**Input rows**
═══

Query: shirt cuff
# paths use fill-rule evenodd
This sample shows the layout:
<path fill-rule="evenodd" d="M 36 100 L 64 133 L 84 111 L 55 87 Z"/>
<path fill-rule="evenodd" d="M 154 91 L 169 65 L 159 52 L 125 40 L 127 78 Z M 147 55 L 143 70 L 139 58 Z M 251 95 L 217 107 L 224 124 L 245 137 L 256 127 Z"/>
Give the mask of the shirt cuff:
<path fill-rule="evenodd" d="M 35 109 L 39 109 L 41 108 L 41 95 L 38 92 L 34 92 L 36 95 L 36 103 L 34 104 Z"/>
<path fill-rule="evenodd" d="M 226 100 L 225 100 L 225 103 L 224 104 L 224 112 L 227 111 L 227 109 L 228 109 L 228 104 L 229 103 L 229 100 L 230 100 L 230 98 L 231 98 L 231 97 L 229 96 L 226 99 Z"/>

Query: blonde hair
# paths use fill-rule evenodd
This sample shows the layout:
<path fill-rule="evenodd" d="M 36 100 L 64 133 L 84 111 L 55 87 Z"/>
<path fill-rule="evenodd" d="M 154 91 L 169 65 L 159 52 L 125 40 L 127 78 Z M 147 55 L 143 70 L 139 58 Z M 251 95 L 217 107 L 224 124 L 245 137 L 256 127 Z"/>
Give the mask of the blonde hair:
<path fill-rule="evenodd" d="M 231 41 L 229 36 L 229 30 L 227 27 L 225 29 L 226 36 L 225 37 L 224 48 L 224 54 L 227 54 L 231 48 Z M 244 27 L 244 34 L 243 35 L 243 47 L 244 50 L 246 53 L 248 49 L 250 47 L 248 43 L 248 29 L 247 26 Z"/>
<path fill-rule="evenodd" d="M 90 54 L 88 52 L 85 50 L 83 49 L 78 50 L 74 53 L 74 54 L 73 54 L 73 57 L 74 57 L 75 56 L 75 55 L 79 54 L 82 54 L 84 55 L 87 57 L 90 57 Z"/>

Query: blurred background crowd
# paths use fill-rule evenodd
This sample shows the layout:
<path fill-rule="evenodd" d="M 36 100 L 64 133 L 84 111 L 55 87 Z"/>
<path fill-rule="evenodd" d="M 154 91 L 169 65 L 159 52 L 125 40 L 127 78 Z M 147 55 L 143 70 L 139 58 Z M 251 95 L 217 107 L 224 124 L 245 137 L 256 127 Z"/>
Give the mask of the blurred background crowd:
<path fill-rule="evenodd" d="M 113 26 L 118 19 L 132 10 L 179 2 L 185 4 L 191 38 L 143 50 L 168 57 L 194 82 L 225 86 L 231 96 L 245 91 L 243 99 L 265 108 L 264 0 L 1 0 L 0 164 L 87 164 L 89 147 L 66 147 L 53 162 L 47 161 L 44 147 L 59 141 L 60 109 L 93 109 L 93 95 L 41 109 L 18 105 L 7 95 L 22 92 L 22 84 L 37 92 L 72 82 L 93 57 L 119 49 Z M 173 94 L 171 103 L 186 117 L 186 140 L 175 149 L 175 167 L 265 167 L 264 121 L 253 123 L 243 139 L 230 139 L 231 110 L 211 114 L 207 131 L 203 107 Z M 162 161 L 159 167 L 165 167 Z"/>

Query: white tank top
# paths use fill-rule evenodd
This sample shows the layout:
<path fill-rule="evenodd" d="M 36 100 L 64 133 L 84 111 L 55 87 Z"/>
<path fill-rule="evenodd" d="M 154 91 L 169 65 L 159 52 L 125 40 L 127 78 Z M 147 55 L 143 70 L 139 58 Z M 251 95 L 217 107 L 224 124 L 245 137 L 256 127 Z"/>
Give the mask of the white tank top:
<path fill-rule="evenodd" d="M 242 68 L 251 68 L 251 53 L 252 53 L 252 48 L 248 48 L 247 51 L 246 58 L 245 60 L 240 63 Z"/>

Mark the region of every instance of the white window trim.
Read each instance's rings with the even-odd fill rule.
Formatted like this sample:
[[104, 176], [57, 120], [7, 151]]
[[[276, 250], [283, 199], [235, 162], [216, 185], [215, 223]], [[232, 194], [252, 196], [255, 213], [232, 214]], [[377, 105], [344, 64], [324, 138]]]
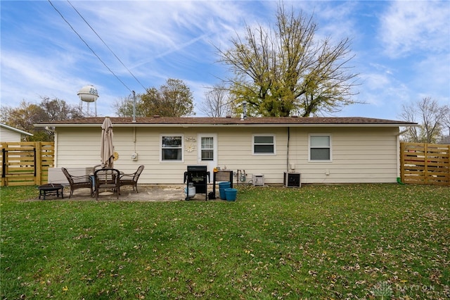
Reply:
[[[181, 137], [181, 159], [179, 161], [163, 161], [162, 160], [162, 137]], [[184, 163], [184, 135], [178, 134], [162, 134], [160, 135], [160, 163]]]
[[[330, 137], [330, 159], [312, 160], [311, 159], [311, 137]], [[309, 163], [331, 163], [333, 162], [333, 137], [329, 133], [310, 133], [308, 135], [308, 162]]]
[[[255, 153], [255, 137], [274, 137], [274, 153]], [[267, 156], [276, 155], [276, 136], [273, 133], [257, 134], [252, 135], [252, 155], [256, 156]]]

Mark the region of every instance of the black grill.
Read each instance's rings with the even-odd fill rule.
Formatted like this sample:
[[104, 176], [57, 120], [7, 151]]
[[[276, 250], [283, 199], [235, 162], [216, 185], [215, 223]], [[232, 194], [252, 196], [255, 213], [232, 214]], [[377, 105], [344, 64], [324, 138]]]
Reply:
[[208, 199], [207, 185], [210, 182], [210, 172], [207, 170], [206, 165], [188, 165], [188, 170], [184, 173], [184, 182], [187, 185], [186, 200], [189, 199], [189, 182], [192, 182], [195, 187], [195, 193], [205, 194], [205, 200]]

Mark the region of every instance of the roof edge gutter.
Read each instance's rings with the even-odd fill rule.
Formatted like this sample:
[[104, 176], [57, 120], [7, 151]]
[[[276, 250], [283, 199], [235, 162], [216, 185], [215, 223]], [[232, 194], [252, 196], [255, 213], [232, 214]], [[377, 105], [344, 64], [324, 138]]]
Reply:
[[[101, 127], [101, 124], [33, 124], [34, 127]], [[353, 123], [353, 124], [139, 124], [139, 123], [115, 123], [115, 127], [264, 127], [268, 126], [272, 127], [415, 127], [418, 126], [417, 124], [362, 124], [362, 123]]]

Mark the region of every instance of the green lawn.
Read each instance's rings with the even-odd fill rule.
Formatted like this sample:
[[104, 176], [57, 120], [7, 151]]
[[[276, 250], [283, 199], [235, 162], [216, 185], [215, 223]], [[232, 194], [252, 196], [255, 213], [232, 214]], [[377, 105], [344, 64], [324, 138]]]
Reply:
[[37, 193], [0, 191], [2, 299], [450, 296], [448, 187], [243, 187], [236, 202], [23, 201]]

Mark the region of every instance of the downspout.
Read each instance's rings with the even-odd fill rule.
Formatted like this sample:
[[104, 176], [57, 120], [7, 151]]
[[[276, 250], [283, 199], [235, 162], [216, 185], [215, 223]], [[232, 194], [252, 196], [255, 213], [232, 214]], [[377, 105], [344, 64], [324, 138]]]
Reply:
[[133, 92], [133, 122], [136, 122], [136, 92]]
[[290, 127], [288, 126], [288, 146], [286, 147], [286, 172], [289, 172], [289, 141], [290, 140]]
[[397, 137], [397, 182], [400, 185], [404, 185], [401, 182], [401, 178], [400, 178], [400, 135], [406, 132], [408, 130], [405, 130], [396, 134]]

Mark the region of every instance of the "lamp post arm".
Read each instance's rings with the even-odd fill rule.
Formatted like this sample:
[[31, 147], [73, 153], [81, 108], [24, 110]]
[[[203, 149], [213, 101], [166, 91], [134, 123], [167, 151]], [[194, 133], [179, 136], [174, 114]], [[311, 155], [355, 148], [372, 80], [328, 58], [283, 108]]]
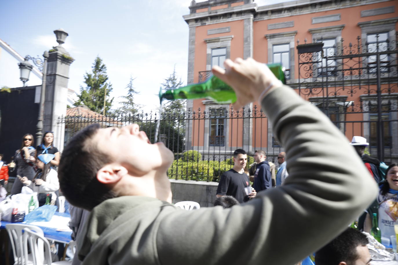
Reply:
[[39, 109], [39, 117], [37, 118], [37, 132], [36, 133], [36, 142], [37, 145], [41, 143], [43, 136], [43, 117], [44, 114], [44, 102], [45, 100], [46, 82], [47, 79], [47, 61], [49, 58], [49, 52], [47, 50], [43, 54], [44, 61], [43, 62], [43, 81], [41, 91], [40, 92], [40, 103]]

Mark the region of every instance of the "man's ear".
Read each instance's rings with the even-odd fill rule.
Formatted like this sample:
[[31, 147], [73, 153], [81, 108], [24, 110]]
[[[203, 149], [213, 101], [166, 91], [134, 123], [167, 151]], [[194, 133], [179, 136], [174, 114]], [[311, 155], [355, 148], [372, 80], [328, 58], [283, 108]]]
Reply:
[[123, 166], [108, 164], [97, 172], [97, 179], [103, 184], [113, 184], [120, 180], [127, 173], [127, 170]]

═══

**Problem to solve**
Report each line of the listing above that contains the string "shirt". Matching is case-sensitive.

**Exercise solution**
Query: shirt cuff
Give the mask of the shirt cuff:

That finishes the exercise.